# Exercise description
Below are the records. Gather each line that holds "task".
--
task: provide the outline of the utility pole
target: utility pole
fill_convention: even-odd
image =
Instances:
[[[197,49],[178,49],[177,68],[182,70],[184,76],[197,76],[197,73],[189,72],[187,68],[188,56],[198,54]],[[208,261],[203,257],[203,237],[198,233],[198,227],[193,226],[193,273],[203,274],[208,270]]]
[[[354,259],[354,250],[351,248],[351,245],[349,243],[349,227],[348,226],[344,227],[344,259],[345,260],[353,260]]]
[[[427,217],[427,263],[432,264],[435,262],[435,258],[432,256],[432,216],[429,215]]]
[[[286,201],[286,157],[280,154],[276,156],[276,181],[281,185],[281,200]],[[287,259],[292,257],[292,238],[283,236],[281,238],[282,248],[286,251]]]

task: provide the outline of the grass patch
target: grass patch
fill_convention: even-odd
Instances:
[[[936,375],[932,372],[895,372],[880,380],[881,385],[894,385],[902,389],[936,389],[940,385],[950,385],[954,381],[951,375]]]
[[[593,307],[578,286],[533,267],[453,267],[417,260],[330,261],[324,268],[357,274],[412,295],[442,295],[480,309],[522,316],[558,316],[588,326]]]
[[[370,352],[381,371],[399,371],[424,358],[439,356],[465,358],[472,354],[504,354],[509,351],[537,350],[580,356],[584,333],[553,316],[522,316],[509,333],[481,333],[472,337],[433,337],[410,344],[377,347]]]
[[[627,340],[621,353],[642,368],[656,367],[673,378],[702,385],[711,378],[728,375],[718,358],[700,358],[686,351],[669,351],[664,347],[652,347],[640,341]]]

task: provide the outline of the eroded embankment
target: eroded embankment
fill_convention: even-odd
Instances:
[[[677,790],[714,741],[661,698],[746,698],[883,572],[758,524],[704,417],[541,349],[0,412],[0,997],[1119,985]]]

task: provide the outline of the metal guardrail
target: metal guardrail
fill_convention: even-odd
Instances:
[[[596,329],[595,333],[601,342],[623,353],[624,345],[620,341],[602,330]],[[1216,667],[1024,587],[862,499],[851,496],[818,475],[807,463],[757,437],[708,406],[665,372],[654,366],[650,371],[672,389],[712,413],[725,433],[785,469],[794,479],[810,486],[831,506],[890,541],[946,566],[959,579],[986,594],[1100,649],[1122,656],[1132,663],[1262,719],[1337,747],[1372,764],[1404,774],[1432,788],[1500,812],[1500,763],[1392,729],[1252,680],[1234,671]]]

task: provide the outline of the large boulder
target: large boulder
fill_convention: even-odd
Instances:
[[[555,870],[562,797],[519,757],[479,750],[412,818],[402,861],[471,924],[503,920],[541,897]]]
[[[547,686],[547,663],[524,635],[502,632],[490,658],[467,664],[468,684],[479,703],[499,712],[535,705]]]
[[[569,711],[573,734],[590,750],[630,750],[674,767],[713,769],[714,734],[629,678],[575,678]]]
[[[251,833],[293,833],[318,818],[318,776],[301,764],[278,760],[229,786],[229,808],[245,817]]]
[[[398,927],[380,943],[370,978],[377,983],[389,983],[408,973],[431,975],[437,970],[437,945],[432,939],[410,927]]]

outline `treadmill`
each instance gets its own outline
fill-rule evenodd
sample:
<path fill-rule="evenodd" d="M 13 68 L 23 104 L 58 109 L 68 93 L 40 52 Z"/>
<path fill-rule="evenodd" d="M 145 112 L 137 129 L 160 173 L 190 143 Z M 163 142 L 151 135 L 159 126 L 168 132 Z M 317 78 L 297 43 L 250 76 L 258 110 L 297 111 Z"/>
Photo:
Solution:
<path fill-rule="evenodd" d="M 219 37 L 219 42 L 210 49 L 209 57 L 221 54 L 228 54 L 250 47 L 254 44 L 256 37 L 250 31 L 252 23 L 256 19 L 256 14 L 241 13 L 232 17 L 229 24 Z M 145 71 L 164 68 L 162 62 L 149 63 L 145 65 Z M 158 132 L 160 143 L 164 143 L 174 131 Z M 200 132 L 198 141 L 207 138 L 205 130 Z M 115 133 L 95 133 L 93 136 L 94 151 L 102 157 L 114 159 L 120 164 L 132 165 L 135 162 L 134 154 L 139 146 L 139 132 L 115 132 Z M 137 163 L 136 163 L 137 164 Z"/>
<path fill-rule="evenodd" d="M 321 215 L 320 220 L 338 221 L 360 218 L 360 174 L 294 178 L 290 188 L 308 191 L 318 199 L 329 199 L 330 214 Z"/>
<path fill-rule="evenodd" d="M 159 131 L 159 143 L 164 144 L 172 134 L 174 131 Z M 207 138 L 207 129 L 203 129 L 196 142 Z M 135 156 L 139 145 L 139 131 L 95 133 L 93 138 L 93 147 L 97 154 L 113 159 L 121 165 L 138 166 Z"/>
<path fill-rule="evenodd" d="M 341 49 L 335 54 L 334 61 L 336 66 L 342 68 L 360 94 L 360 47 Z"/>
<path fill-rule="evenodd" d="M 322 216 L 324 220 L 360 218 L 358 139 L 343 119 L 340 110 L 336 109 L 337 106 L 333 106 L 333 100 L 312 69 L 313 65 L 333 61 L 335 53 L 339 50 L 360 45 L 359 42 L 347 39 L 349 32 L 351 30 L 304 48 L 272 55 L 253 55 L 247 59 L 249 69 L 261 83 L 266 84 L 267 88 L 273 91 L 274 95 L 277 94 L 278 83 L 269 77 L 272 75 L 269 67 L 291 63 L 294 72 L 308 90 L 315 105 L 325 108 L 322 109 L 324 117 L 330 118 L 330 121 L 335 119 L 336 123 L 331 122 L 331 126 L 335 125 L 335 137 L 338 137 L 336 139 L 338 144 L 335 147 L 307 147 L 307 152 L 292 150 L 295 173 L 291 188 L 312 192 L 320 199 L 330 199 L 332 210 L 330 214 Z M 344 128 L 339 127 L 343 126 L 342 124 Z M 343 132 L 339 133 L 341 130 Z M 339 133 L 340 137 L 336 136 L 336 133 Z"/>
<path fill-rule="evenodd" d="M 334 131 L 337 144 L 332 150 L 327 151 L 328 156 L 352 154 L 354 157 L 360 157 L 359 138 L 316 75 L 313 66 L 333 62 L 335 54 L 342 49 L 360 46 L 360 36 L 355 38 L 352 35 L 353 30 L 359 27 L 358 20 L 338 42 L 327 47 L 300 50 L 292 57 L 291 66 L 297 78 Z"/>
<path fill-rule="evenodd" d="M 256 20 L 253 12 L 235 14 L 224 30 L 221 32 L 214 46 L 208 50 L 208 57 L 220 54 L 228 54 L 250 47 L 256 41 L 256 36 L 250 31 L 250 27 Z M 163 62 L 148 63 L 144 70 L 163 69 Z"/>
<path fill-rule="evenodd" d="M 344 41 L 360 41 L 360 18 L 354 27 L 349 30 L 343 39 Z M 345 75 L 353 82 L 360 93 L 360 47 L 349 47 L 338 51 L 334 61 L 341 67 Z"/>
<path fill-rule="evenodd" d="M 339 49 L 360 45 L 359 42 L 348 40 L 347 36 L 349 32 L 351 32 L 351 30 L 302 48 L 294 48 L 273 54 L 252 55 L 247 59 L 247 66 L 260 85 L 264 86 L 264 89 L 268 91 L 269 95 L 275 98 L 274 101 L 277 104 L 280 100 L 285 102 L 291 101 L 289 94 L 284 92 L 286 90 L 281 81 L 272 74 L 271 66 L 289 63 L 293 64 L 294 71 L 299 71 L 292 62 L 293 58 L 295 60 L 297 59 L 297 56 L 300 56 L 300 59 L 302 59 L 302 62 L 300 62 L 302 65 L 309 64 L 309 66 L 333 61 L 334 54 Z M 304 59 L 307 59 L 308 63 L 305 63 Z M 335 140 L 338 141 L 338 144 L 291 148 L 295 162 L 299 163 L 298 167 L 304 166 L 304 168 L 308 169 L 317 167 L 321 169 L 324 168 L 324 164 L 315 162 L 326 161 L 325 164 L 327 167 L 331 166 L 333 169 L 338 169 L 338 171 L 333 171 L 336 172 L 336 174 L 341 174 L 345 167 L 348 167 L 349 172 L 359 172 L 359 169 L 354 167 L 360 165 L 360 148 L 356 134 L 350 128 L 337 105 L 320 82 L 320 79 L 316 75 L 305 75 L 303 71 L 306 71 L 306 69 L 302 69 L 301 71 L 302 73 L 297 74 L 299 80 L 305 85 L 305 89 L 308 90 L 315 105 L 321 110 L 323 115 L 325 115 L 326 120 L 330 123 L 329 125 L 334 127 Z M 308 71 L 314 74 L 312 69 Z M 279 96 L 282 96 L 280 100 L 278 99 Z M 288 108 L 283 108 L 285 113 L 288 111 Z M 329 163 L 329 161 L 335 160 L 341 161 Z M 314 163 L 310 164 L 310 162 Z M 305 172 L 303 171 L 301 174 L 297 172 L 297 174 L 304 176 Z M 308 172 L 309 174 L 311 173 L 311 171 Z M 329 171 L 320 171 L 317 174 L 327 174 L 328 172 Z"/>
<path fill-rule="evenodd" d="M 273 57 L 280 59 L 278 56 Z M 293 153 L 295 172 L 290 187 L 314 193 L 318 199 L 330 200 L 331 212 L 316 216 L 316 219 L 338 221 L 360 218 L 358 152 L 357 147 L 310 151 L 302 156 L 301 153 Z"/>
--
# Answer to this problem
task: provide the outline of the utility pole
task: provide the outline of the grass patch
task: provide the outline of the eroded embankment
task: provide the outline of the metal guardrail
task: provide the outline of the large boulder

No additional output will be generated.